== Extracted text ==
A burning forest in Brazil, Wikimedia


Where Science Meets the Book of Mormon: Come Follow Me Lesson: August 26 – September 1; Helaman 1-6


These six chapters include numerous incidents and stories that could, and should, be discussed in much greater detail — such as political unrest and intrigue, including an inside attempt to destroy liberty (chapter 1); the rise of the Gadianton robbers (chapters 1, 2 and 6); the creation of numerous records (Helaman 3:13-16); a description of the land where it was a day’s “journey for a Nephite” “from the west sea, even unto the east” (Helaman 4:7); and Nephi and Lehi being engulfed by fire that did not consume them (chapter 5). However, I have chosen the topics of deforestation and cement, as described in chapter 3.


We read in Helaman 3:3-11, “…there were an exceedingly great many who departed out of the land of Zarahemla, and went forth unto the land northward to inherit the land…they came to large bodies of water and many rivers…they did spread forth into all parts of the land, into whatever parts it had not been rendered desolate and without timber, because of the many inhabitants who had before inherited the land…And now no part of the land was desolate, save it were for timber; but because of the greatness of the destruction of the people who had before inhabited the land it was called desolate…And there being but little timber upon the face of the land, nevertheless the people who went forth became exceedingly expert in the working of cement; therefore they did build houses of cement, in the which they did dwell…And the people who were in the land northward did dwell in tents, and in houses of cement, and they did suffer whatsoever tree should spring up upon the face of the land that it should grow up, that in time they might have timber to build their houses, yea, their cities, and their temples, and their synagogues, and their sanctuaries, and all manner of their buildings…And it came to pass as timber was exceedingly scarce in the land northward, they did send forth much by the way of shipping…And thus they did enable the people in the land northward that they might build many cities, both of wood and of cement.”


There is often confusion in our common language between “cement” and “concrete.” Cement is a binder or glue, some types of which may be mixed with gravel or sand to make concrete or mortar. However, we often say “cement sidewalk” or “cement foundation” when we actually mean concrete sidewalk or foundation. I have no idea what symbol Joseph Smith saw on the Gold Plates that was rendered “cement.” Helaman presumably was writing in what Nephi called “the language of the Egyptians” (1 Nephi 1:2) and what Mormon called “reformed Egyptian” (Mormon 9:32).


There is no single Egyptian hieroglyph for cement, concrete, or mortar. However, there are single symbols for house, stone, and what might be a trowel for applying mortar to build a house.

== Material shown ==

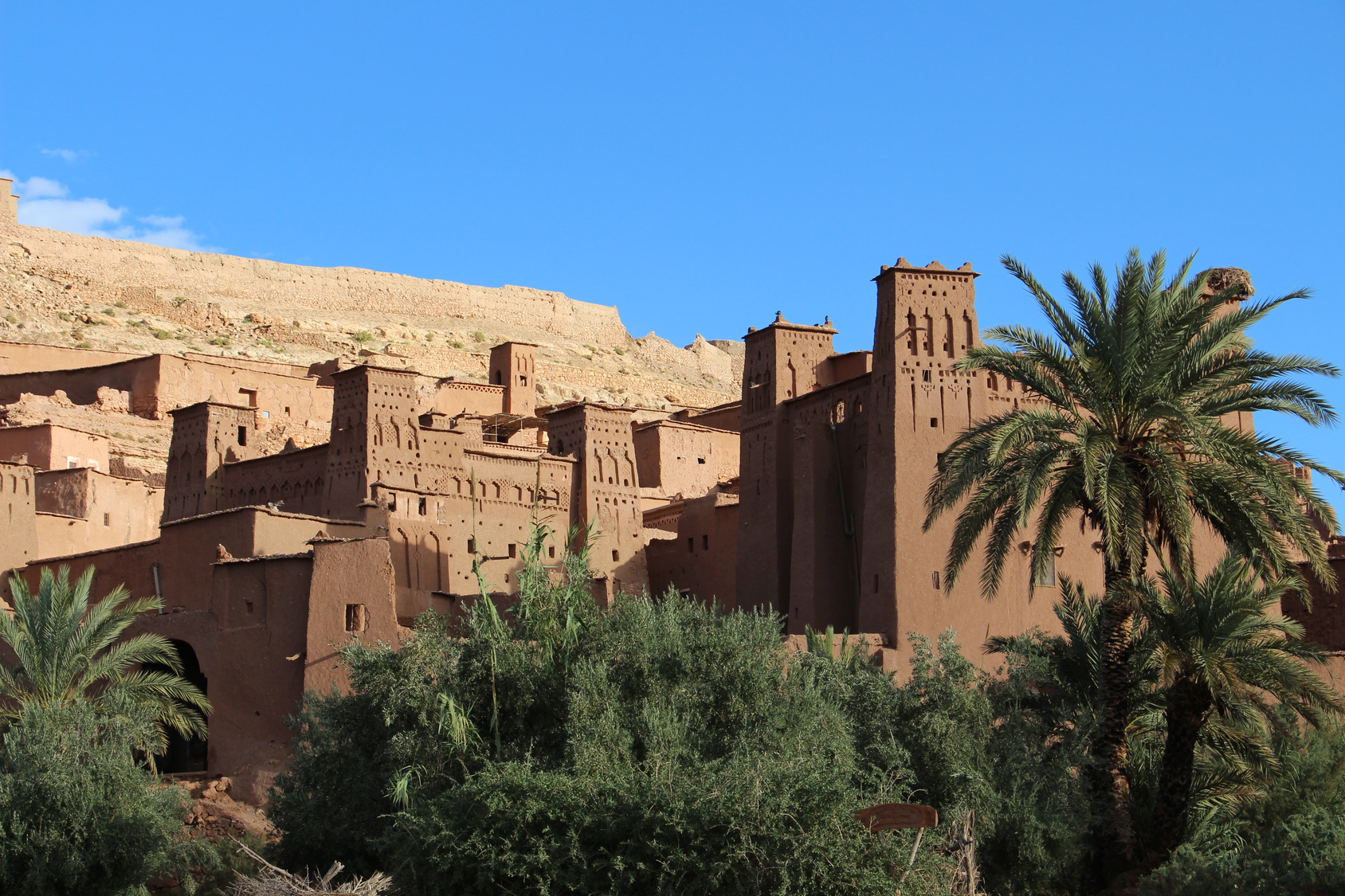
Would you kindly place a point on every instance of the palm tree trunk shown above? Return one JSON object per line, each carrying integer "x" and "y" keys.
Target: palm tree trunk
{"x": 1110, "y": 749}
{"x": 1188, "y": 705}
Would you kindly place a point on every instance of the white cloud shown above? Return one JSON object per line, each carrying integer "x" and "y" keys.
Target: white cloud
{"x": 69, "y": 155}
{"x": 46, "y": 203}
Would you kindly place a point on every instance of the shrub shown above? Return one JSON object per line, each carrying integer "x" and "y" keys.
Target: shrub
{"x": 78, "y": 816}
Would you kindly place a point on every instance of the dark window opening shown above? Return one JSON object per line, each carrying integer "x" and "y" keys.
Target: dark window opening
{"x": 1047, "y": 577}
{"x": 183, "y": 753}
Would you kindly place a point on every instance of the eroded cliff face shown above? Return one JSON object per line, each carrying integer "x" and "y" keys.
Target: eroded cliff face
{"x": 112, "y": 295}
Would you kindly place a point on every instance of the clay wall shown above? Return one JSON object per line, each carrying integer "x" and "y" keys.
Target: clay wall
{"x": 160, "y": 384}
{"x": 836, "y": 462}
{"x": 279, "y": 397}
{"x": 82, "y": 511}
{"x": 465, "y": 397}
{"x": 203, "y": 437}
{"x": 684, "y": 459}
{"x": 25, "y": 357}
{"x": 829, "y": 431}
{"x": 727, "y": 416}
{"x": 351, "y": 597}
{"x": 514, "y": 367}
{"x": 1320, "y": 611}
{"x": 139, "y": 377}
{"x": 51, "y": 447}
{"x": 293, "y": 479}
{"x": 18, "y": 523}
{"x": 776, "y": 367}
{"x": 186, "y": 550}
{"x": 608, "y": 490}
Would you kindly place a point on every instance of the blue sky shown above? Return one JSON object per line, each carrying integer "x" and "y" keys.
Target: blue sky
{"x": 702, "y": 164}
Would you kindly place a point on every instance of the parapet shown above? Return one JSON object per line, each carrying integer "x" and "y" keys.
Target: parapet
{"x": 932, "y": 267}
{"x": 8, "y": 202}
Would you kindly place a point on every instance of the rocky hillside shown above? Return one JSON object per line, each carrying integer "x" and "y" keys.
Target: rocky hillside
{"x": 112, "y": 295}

---

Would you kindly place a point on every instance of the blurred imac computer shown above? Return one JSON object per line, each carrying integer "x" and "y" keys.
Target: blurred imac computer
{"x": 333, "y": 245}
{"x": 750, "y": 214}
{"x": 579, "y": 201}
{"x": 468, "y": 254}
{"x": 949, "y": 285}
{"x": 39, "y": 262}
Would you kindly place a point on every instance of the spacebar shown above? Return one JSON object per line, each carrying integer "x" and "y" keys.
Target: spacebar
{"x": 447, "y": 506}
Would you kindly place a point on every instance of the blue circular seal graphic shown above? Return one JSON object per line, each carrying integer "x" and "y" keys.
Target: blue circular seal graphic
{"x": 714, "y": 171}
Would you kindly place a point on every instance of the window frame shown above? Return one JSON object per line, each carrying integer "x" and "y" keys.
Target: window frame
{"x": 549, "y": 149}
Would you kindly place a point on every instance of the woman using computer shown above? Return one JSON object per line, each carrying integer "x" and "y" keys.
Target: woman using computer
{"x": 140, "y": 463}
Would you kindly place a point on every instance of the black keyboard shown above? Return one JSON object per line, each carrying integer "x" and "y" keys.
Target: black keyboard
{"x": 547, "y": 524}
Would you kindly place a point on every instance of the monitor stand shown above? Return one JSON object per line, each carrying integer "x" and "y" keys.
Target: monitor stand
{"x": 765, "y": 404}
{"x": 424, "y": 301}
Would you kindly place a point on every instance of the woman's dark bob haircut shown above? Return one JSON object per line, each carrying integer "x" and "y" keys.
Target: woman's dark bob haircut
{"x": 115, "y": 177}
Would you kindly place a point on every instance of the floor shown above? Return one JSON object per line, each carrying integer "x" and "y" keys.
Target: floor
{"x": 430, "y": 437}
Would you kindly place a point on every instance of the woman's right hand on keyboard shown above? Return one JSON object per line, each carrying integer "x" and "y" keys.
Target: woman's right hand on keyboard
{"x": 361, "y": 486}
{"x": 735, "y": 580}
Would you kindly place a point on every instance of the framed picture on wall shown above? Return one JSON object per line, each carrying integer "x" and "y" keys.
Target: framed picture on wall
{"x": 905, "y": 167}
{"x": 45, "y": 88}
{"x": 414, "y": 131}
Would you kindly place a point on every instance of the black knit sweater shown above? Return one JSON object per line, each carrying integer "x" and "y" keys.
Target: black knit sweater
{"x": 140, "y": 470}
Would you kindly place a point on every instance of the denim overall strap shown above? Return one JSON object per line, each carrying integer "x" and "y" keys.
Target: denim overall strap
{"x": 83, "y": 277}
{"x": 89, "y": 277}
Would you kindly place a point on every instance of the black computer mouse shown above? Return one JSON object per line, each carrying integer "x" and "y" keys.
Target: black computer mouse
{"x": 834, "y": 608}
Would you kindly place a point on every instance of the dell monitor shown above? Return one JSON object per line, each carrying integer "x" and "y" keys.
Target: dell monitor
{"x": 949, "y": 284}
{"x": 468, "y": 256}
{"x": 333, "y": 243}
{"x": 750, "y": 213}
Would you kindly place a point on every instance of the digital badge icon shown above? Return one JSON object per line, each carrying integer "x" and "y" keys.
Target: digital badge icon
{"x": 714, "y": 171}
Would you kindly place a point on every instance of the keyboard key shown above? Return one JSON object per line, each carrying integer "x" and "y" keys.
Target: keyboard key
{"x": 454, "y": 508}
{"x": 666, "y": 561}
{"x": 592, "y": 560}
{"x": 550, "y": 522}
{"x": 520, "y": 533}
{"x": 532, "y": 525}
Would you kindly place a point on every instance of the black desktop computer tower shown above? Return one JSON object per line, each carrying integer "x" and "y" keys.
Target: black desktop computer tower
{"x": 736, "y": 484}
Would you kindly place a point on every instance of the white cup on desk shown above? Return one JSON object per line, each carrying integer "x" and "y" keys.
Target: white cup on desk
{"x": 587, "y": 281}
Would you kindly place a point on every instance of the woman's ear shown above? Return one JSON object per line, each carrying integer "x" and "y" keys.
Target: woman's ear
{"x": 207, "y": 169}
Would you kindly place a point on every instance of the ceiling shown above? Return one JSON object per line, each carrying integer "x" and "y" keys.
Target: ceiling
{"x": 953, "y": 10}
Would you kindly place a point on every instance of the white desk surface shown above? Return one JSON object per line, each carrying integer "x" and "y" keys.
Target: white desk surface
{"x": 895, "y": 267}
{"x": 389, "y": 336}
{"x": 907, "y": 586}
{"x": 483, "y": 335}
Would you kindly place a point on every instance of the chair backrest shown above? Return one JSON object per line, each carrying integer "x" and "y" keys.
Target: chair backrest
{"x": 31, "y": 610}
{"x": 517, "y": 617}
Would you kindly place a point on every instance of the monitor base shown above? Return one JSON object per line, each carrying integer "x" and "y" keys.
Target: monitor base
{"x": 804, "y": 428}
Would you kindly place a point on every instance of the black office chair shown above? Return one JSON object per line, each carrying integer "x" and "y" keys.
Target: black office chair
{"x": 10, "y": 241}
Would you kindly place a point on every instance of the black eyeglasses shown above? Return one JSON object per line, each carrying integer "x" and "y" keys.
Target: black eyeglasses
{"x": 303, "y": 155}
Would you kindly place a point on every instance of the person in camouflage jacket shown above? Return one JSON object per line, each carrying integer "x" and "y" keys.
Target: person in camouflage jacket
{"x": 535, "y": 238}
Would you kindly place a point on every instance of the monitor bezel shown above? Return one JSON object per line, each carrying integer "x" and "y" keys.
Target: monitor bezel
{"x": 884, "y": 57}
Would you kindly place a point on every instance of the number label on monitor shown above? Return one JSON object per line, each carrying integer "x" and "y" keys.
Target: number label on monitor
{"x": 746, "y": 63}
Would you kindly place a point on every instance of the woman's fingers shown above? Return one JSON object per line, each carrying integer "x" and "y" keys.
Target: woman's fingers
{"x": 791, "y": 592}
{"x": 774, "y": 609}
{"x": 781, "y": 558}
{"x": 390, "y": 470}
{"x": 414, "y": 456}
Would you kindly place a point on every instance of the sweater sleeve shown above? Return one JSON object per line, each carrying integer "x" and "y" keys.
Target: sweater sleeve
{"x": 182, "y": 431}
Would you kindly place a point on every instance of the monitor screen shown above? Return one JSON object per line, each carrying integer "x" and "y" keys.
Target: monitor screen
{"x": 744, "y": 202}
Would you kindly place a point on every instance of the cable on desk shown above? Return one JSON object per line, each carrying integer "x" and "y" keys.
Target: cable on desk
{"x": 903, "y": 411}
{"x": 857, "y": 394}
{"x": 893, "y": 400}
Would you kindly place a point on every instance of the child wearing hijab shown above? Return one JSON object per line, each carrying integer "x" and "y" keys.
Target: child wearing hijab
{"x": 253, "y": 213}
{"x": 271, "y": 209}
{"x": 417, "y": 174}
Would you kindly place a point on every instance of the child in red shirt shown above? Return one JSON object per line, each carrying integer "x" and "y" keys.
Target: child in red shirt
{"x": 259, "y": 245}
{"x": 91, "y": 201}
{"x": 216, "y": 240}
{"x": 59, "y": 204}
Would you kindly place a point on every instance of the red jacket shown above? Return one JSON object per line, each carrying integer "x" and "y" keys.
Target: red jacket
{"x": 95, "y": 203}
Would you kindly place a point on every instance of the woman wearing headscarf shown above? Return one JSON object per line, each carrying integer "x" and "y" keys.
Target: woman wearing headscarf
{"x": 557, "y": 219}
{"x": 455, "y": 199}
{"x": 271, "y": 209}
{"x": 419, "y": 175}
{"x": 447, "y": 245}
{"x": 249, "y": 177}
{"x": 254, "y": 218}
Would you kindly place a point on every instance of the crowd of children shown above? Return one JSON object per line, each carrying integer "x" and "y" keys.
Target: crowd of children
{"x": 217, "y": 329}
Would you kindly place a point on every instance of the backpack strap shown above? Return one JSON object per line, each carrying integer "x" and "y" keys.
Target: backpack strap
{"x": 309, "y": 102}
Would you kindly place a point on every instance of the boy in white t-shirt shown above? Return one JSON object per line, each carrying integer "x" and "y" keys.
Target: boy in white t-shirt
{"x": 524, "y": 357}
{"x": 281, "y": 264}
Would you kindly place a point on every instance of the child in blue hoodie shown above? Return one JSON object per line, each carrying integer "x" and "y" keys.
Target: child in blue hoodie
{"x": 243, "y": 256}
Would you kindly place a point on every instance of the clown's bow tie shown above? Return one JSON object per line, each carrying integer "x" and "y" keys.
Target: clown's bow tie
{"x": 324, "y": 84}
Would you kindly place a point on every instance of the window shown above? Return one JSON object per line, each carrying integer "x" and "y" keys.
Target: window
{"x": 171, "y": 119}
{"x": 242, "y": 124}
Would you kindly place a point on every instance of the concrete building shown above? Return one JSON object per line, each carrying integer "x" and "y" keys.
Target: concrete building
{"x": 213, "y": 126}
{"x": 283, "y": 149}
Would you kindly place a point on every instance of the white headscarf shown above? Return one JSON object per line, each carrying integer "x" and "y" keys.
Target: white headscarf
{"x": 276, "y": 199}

== To-do list ==
**1.** In the Helaman lesson text, replace "deforestation" with "forest loss" in the passage starting with "Where Science Meets" and going on through "in chapter 3.".
**2.** According to the Helaman lesson text, what is cement?
**3.** Continue the Helaman lesson text from the point where it stops.
The data placed after the Helaman lesson text is separate material.

== Written responses ==
**1.**
Where Science Meets the Book of Mormon: Come Follow Me Lesson: August 26 – September 1; Helaman 1-6


These six chapters include numerous incidents and stories that could, and should, be discussed in much greater detail — such as political unrest and intrigue, including an inside attempt to destroy liberty (chapter 1); the rise of the Gadianton robbers (chapters 1, 2 and 6); the creation of numerous records (Helaman 3:13-16); a description of the land where it was a day’s “journey for a Nephite” “from the west sea, even unto the east” (Helaman 4:7); and Nephi and Lehi being engulfed by fire that did not consume them (chapter 5). However, I have chosen the topics of forest loss and cement, as described in chapter 3.

**2.** Cement is a binder or glue, some types of which may be mixed with gravel or sand to make concrete or mortar.

**3.**
There apparently were around 900 distinct, single hieroglyphic images in Egypt at the time of Lehi’s departure, but the Egyptians also used symbols as letters or sounds (apparently around 25 of them). When I used LingoJam to translate “cement” into ancient Egyptian hieroglyphics, I got 𓎢𓅂𓅓𓅂𓈖𓏏 for cmnt. However, I don’t think cmnt was the Egyptian word for cement — I don’t know what word they used, if any; I have been unable to ascertain any ancient Egyptian word for cement, concrete, or mortar.


According to Dale Andrews, writing in 2009 about the history of concrete, stated in an article in the Association of Environmental Engineering and Geologists website, “The oldest known example of concrete construction comes from the ancient Egyptians. The Egyptians used a type of concrete made from a mixture of mud, straw, and gypsum to build their pyramids, the oldest of which was built over 4,500 years ago. However, this early type of concrete was relatively weak compared to more modern examples of concrete, such as that later developed by the Greeks and Romans.”1 A chemical engineer, Joseph Davidovitz, investigating some blocks of the Pyramids of Giza, found a hair and a fossil shell embedded in a block of limestone, and concluded that perhaps the stone was not of natural origin, but could have been made of some sort of concrete.2 

However, Kathryn Bard, an Egyptologist at Boston University and author of the book, An Introduction to the Archaeology of Ancient Egypt, does not agree. She stated, “The blocks were quarried locally and dragged to the site on sleds. There is just no evidence for making concrete, and there is no evidence that ancient Egyptians used the stuff.”3 


In 2018, Deborah Van Hoewyk proposed, “…ancient [Mayan] builders realized that the blocks should be mortared together with cement, which actually increased the flexibility of large structures, i.e., pyramids.  It is thought that Mayans ‘discovered’ hydraulic (Portland or ferro) cement, which hardens when mixed with water and fillers, from observing the effects of fire on limestone. At any rate, perhaps as early as 300 BCE, the Mayans had sophisticated kilns to reduce limestone to cement.”4 However, I have seen no discussion of whole buildings being made of concrete in pre-Columbian America.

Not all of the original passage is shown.